* **Directions for this task**:
Leaving the pictures aside, repeat each line below exactly.

(Point-per-instance localization data)
┏━━

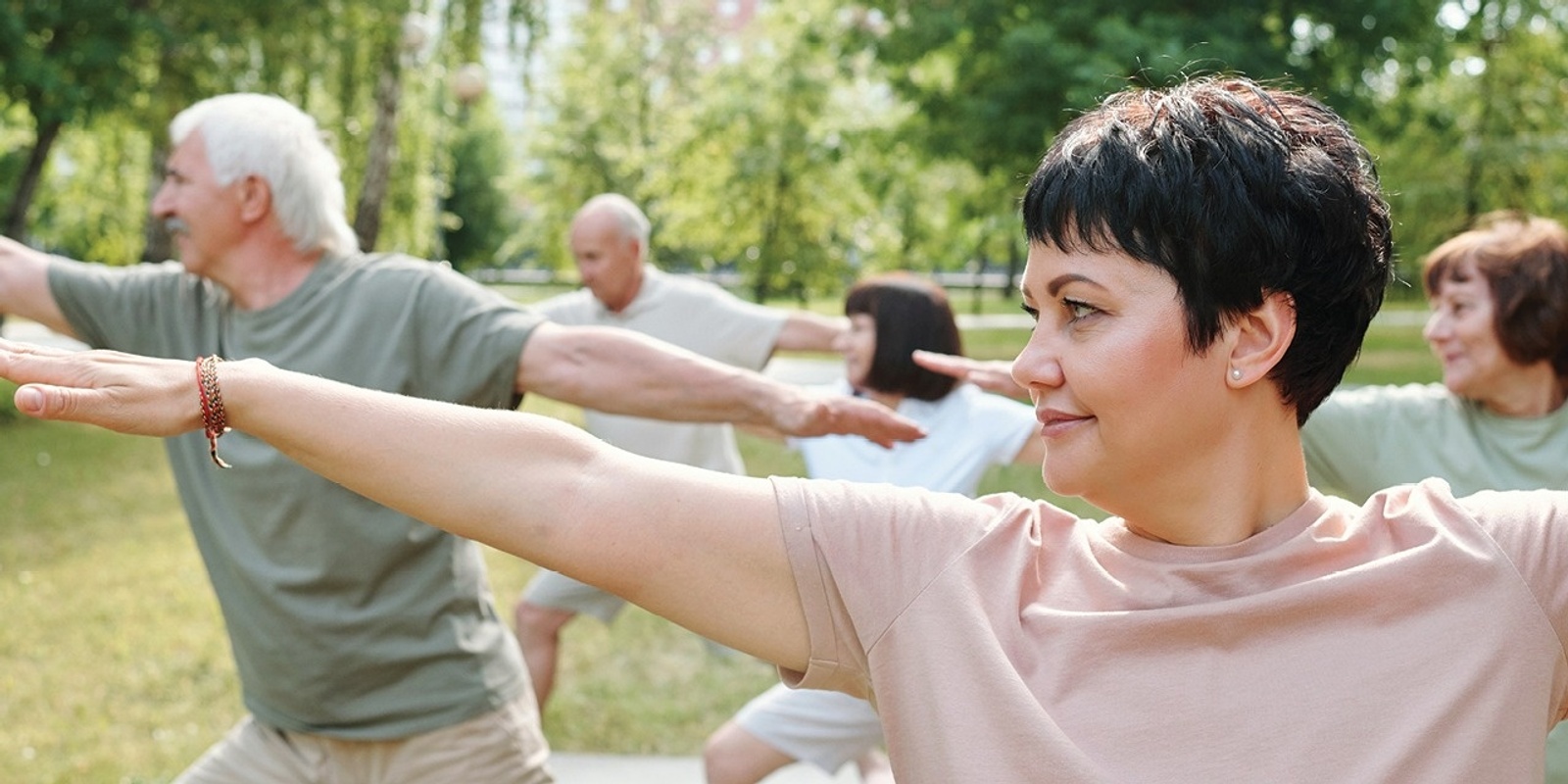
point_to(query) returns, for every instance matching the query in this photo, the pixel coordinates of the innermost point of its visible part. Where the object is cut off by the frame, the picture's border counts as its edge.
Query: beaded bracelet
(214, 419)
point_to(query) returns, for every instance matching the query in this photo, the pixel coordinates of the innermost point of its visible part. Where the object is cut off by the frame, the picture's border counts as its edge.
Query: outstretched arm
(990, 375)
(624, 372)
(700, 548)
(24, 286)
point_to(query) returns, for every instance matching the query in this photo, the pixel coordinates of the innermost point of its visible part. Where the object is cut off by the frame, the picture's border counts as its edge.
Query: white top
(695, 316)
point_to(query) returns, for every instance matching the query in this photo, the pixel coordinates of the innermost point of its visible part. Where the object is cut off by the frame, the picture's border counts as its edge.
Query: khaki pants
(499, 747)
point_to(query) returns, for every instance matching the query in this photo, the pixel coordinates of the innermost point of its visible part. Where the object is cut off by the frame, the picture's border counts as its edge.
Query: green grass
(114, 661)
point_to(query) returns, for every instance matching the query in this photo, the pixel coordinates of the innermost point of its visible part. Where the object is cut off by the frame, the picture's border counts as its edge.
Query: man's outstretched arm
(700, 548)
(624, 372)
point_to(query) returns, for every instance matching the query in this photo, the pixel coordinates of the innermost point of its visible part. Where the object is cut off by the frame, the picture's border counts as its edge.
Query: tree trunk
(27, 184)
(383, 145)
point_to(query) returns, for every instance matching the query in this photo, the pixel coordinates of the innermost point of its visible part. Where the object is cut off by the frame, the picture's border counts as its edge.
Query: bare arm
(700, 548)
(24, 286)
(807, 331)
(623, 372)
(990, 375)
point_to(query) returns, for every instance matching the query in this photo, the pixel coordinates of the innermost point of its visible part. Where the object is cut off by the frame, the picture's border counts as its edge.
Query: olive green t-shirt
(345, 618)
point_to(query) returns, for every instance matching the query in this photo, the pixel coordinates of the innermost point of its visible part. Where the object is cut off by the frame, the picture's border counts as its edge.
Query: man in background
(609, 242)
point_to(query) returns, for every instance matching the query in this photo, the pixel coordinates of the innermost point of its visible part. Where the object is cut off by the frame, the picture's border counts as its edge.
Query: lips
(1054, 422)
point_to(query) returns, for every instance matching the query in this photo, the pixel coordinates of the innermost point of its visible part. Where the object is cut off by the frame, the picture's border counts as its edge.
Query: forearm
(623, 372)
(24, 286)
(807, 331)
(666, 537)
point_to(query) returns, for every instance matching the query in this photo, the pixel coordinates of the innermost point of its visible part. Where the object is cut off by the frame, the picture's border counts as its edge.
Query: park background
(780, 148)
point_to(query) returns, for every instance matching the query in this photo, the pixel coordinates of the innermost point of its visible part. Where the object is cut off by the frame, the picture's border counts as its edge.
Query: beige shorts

┗━━

* **Exercise output**:
point_to(query) returns, for every instance matching the query in this photo, the pixel coordinates of the innermost point of its visible part. Where the object is cut off by the frame, the picture's border counts as its edge.
Query: beaded bracelet
(214, 419)
point_to(query) returns, for every instance matching the query in this photo, the pixel coordinates of the innermost point of its visible part. Where the object is cut off by the frame, the picture's border counts as its edge.
Query: outstretched arm
(990, 375)
(624, 372)
(700, 548)
(24, 286)
point_to(query) returns, for every instance matching the query in this photo, the pixel coordinates of the innermost point of its visible part. Where the object is cut off by the frame, the picture's border counts as its edge.
Query: white top
(695, 316)
point_to(query) returns, for every instance matching the query in this photo, the pixel coordinates of the innermost point of its visible part. Where the object is cut off by the frame, the picture's border counts as its edge.
Query: khaki pants
(499, 747)
point_to(query) returns, for every instance matching the query in this photo, the pixel coordinates of the innermost point of its visible part. Where the object is cut off by the frame, the picture's border counts as its edge.
Query: green grass
(114, 661)
point_to(query) returns, for every instance matching the query in this photo, the pixel coordinates of the innermost point of its visible part. Where the object is cut off by the frame, the picture's border counts as its edge.
Query: man's outstretched arm
(700, 548)
(624, 372)
point_to(query) returns, for every instance matching the query in this photo, the pixel coordinates of the innermost point of its visible part. Where the object is cut off by the frame, the picture's border counts as its edge.
Query: tree trunk
(27, 184)
(383, 145)
point_to(query) returns, for every instance matching the query in this photo, the pixel coordinates of the innermost point of its visible part. Where the object is cut off by the frame, the picture's border counts as its edge.
Query: bare arm
(700, 548)
(24, 286)
(807, 331)
(623, 372)
(990, 375)
point_to(query) returns, for every instance matching the query in this photo, the pixel coordinates of the innermost point of its visible part. Where the object is cut off by the frame, the picture's border counts as its edge.
Query: olive green t-shirt
(345, 618)
point_to(query) returns, for every instance matching the query in this photo, the pixel coordinates of the innermost point of its visible part. Where the object is cut off by the frame, the picture's border counts as its edge.
Query: man in background
(609, 242)
point_to(query) returns, for every instance matching the query in this photo, the pixel coordinates of the innermost point of its visible part. Where the object is cut off by the frame, the picture's border counts as its edge.
Query: lips
(1054, 422)
point_to(query) returns, for every instance matching the query in this photo, the pixel coordinates of the innermost point of its visible part. Where the object is cut off by the frame, the picture's border counts as its edge.
Query: forearm
(623, 372)
(24, 286)
(807, 331)
(666, 537)
point_to(query) returns, for every instance matching the query in this photo, the pixel coordinates of the innermost point of its visible part. Where the object is cut off by the frame, the picture's border counts as its edge.
Query: park background
(780, 148)
point_to(query) returns, for every instance matching the query in this photo, the pixel coordinates of the innermost point of its visible part. Where the object is cut off by the frame, the picture's border counts as its edge.
Query: beige shorts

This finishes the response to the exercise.